> _Information shown_
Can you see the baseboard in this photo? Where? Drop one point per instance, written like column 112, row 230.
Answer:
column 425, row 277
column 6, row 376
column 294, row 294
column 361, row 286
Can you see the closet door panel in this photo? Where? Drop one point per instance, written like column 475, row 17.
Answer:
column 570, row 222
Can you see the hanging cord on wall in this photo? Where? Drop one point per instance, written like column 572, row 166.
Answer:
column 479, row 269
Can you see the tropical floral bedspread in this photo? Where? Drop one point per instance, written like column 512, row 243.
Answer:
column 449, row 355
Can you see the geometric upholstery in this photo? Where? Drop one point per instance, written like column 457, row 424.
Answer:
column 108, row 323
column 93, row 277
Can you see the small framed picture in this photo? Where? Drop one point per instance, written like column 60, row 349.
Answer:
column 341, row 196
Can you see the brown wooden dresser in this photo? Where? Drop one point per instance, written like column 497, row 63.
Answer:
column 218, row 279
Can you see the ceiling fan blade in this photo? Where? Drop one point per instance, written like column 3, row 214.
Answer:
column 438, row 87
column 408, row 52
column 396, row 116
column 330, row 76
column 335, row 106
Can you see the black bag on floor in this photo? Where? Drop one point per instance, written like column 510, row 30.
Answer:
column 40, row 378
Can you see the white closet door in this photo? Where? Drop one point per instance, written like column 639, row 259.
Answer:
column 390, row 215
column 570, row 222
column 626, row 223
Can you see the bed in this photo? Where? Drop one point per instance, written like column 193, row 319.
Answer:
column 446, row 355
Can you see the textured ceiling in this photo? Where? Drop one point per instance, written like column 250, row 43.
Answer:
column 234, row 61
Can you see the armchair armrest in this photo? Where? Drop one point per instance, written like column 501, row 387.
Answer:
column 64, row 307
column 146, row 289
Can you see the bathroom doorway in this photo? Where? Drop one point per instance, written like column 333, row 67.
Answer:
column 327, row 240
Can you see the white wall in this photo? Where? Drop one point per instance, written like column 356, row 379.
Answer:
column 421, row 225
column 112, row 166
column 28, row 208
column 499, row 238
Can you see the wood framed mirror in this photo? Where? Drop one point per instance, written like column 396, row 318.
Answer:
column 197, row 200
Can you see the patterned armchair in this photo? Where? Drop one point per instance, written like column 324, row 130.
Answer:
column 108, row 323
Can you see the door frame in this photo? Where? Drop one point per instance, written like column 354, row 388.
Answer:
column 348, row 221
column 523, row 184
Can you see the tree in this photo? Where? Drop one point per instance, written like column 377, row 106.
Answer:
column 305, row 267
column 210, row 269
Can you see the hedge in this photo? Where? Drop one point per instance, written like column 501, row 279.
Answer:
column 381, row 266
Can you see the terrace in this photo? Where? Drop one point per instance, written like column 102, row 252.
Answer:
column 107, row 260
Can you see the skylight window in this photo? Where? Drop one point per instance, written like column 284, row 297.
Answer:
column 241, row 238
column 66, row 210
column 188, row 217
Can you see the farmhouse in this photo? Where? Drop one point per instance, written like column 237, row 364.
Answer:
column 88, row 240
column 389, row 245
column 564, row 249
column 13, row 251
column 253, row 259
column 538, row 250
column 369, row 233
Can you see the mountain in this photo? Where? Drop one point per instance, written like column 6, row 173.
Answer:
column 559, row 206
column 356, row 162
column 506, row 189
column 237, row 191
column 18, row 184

> _Aim of the exercise_
Your reply should be one number, namely how many lines of the material contain "closet".

> _Result below_
2